Exercise instructions: Type out the material below exactly.

Supplied records:
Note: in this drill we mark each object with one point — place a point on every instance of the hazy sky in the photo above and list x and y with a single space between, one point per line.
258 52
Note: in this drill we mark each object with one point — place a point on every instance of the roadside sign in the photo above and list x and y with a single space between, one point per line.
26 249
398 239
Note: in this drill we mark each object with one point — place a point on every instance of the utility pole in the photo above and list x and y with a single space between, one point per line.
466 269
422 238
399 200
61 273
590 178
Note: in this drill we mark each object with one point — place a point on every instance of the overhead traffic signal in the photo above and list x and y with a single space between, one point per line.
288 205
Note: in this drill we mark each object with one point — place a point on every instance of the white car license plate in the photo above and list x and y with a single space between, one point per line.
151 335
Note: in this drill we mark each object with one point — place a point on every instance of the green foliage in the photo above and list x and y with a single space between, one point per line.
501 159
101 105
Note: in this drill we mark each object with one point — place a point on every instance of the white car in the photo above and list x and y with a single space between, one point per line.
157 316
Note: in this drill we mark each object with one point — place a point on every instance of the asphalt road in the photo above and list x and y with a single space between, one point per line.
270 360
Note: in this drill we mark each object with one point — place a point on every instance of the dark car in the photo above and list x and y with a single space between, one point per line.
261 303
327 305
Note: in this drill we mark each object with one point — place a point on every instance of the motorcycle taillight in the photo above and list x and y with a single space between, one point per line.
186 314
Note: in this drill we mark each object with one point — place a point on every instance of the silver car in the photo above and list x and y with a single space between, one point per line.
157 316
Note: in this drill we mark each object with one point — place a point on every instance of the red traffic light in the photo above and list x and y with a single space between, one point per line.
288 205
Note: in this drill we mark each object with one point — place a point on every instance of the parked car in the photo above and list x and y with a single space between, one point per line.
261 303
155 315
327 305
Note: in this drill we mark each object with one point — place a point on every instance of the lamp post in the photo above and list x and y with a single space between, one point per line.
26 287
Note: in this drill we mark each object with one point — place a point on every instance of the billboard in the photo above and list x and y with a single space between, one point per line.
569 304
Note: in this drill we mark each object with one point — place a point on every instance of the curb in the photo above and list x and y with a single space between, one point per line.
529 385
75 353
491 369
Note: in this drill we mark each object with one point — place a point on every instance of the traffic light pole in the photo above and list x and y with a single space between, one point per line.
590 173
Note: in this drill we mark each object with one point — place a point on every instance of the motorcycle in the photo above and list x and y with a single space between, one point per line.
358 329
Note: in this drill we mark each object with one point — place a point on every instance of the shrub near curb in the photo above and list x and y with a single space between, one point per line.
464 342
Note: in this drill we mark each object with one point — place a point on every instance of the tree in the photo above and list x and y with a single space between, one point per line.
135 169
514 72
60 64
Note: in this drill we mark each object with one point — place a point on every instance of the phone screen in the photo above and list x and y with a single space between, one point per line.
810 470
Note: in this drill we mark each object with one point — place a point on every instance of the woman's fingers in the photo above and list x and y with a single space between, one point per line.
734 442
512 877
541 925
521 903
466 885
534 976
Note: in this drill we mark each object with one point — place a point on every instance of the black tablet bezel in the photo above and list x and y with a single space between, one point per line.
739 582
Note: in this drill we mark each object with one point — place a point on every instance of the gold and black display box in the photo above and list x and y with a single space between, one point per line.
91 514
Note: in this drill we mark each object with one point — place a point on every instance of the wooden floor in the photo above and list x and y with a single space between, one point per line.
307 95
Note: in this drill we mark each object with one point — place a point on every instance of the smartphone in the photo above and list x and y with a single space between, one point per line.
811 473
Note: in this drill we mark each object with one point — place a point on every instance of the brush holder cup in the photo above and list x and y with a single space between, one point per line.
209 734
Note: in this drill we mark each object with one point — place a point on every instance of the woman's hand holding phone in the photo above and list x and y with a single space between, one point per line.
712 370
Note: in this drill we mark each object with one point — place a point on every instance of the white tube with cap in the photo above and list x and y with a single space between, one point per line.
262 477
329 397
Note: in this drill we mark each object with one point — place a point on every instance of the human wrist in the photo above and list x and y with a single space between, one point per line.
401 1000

Solution:
Note: in this drill we mark each object with one point — place a point on every instance of the hazy sky in the photo above and list x and y with a single space between, one point per line.
258 52
Note: in this drill we mark each object with one point — place a point on every instance of the roadside sign in the photo above and list x and y with a single space between, one point per line.
26 249
398 239
Note: in this drill we mark each object with one point — place a point on every instance of the utility pole in the photo above and list x and y with a single space between, one point per line.
466 269
422 238
399 200
61 273
590 178
Note: in this drill we mark each object with one point — place a point on every instance of the overhead traffic signal in the photo above and list x and y with a single space between, one point per line.
288 205
Note: in this drill we mark each object with one point — place a point on every instance of the white car license plate in the photo above and list x and y with a single space between, one point per line.
151 335
Note: in this drill we mark each object with one point — place a point on every instance of the green foliage in the photo above and list x and y with a single space between, one point per line.
501 159
101 105
Note: in this drill we mark each object with one point — place a point on every instance of the white car in the photo above and list x and y with a single space between, one point per line.
157 316
Note: in this drill we mark each object with one point — place a point on every instance of the asphalt road in the photo above and list x and y with a single space between, one point per line.
270 360
Note: in this drill we mark each object with one point — place a point on every instance of the dark car in the photo above and list x and y with a single space between, one point per line.
261 303
327 305
Note: in this drill we mark each object with one point — place a point on every instance of the motorcycle taillight in the photo above and list x and y with a single space between, one point per line.
186 314
Note: in this drill we mark each object with one point — place a point on every instance of the silver car in the photo above and list x and y with a single space between, one point per line.
157 316
Note: in this drill we mark each object with one point — place a point on every instance of the red traffic light in the photo above and list x and y with a single space between, one point per line.
288 205
Note: in this drill we mark each object with one point — place a point on every instance of the parked car in the photo above and list x and y with a single space between, one point per line.
261 303
155 315
327 305
Note: in this drill we mark each object with one point — place a point on every instance of the lamp post in the photo above and list x and y with a single space between, one point per line.
26 287
Note: in this drill we mark each object with one point — place a point on every instance of the billboard in the photo above and list x and y with a single space between, one point per line.
569 304
Note: in this drill we mark each object with one point — place a point on every instance of the curb in the photo above and list x and y with a single space between, one point per line.
529 385
75 353
491 369
Note: in this drill we mark each object with one point — place a point on every instance of the traffic light pole in the photo above and list x and y with a single space between, one point per line.
590 173
Note: in this drill we mark each object with one point — place a point on every instance of the motorcycle in the photo above and list x and y with a single space between, one point per line.
358 329
Note: in this drill we mark each object with one point — place a point on every instance of the shrub near curb in the photo above and list x and y with a single space between, one point per line.
464 342
Note: in this drill we mark each object with one point — place a point on every instance of the tree in the photo above and list x and y with a single space between, one point per line.
135 169
514 72
60 64
Note: in this drill we mark each object with one point — place a point on every instance of the phone screen in the photo above and list x and y with a single space between, one point per line.
810 470
Note: in this drill we mark each object with one point — place a point on every instance of the woman's fingers in the photo above and list x and y with a single space between, one point per line.
734 442
512 877
541 925
521 903
466 885
534 976
Note: in this drill we mark each object with one point — place a point on every instance of the black tablet bezel in the photo above and list x and y with a single space between, one point per line.
739 582
Note: in this drill we mark each object with one point — place a point on every instance of the gold and black display box in the photo above and list x and y with a single space between, one point per line.
91 514
Note: in this drill we mark each object with one point — place a point on every instance of the wooden floor in the photo above and list x and y with a single space between, one point per line.
307 95
Note: in this drill we mark each object with one point — place a point on every instance of the smartphone in the photo above and list x and y with a single space between, one point per line.
811 473
Note: in this drill we mark each object with one point — place a point on every instance of the brush holder cup in the photo above and list x and y with a single space between, one point per line.
209 734
Note: in this drill we mark each object with one point — place a point on every instance of the woman's hand holding phone in the photo above and list x and y with a single space between, one point per line.
712 370
Note: in this drill we mark each object with one point — place a point on every instance of the white tube with cap in the photo above and list x and y with a single space between, one point per line.
262 477
329 397
Note: in this drill we mark each object with one point — place a point on every instance of the human wrist in the photo above and list x and y with a single space between, one point per line.
401 1000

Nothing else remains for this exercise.